Entries shown:

◇ ◇ ◇

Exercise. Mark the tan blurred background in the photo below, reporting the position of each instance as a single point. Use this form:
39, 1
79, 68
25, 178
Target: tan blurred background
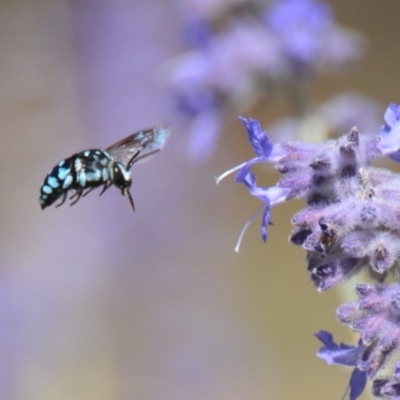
99, 303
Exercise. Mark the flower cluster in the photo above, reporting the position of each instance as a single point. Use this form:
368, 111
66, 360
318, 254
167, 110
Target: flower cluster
350, 222
241, 52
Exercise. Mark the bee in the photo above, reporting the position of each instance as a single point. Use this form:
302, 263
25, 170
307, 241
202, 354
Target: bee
89, 169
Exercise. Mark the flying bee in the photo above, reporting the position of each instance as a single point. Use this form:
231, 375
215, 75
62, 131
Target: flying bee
89, 169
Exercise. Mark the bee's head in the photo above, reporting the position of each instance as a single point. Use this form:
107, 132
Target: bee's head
121, 177
122, 180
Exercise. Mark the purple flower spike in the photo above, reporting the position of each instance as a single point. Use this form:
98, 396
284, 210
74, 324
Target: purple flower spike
343, 354
258, 138
390, 133
270, 196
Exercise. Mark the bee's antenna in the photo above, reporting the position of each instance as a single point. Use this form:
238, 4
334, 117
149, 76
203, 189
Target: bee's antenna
132, 160
127, 193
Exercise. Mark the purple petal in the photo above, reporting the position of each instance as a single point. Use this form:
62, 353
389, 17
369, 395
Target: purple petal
357, 383
265, 222
334, 354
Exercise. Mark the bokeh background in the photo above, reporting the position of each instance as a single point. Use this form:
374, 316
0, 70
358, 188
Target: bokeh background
99, 303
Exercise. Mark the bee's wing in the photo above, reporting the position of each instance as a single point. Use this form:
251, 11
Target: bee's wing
147, 142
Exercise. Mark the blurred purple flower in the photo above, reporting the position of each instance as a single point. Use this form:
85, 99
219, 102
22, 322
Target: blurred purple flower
309, 35
252, 53
390, 133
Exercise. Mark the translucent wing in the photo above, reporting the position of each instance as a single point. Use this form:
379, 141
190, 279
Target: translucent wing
147, 142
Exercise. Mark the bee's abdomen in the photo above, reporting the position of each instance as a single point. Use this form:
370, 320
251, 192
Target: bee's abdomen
85, 170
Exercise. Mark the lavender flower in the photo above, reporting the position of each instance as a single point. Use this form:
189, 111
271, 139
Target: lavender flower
350, 222
343, 354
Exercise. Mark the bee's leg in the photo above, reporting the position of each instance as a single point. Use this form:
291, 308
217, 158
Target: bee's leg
88, 191
78, 195
105, 187
63, 199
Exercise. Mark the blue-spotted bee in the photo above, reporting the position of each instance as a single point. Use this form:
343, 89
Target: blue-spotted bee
89, 169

◇ ◇ ◇

Task directions: Without including any pictures, output all the entries above exactly.

Full solution:
Exercise. Mark the tan blurred background in the photo below, reporting the position of each instance as a single point. Use this form:
39, 1
79, 68
25, 178
Target: tan blurred background
99, 303
Exercise. Mark the flower cluster in the photo above, reporting the position of each instance as a single point. Use this form:
368, 111
66, 360
318, 254
167, 110
Target: flower cluster
350, 222
241, 52
Exercise. Mark the bee in the photo above, reporting the position of each instance as a single point. Use this form:
302, 263
25, 170
307, 241
202, 354
Target: bee
89, 169
Exercise. Mark the flying bee in the photo above, reporting the position of each instance as a single point. Use this form:
231, 375
215, 75
62, 131
Target: flying bee
89, 169
Exercise. Mark the bee's head in the photo above, reporting the position of each instance as a single point. Use this form:
107, 132
Target: bee's head
121, 177
122, 180
Exercise. Mark the purple flower spike in the photo above, reporting the position of each instance as a single point. Use this form:
98, 396
284, 210
74, 324
Target: purple flower spike
343, 354
258, 138
390, 133
270, 196
Exercise. Mark the bee's antenna in the photo above, reporting the position of each instance as a single point. Use this form:
238, 4
334, 117
149, 76
203, 189
Target: bee's antenna
132, 160
127, 193
Exercise. Mark the purple petal in the photo above, reporting the position of each instance as a single point. Use this form:
62, 353
389, 17
369, 395
Target: purple petal
357, 383
265, 222
334, 354
Exercise. Mark the bokeh background in the photo above, reporting the position of each instance as a single point. Use this form:
374, 316
0, 70
358, 188
Target: bokeh background
99, 303
Exercise. Mark the bee's wing in the photo above, reporting the position of each instance as a single point. Use this form:
251, 11
Target: bee's wing
147, 142
Exercise. Mark the blurred purple flower in the photo above, reporting the position of each instance as a single point. Use this form:
85, 99
219, 102
22, 322
Target: blurred purple flower
309, 35
252, 53
390, 133
Exercise. Mark the translucent wing in the photo above, reporting the position of each instance as a single point. Use this form:
379, 141
190, 279
Target: translucent wing
147, 142
Exercise. Mark the bee's abdomen in the photo above, reporting the position of each instance as a single point. Use this form:
370, 320
251, 192
Target: bee's abdomen
85, 170
Exercise. Mark the lavender flower in the photo above, reporting the position of each instance as a single point. Use this form:
189, 111
271, 139
Target: lavender flower
350, 222
343, 354
Exercise. Mark the bee's leg in the photo above, reporting the position of each instance as a single point. Use this form:
291, 308
217, 158
Target: bee's leg
88, 191
78, 195
105, 187
63, 199
Exercise. Mark the blue-spotted bee in the photo above, reporting the position of each instance as a single point. Use this form:
343, 89
Target: blue-spotted bee
89, 169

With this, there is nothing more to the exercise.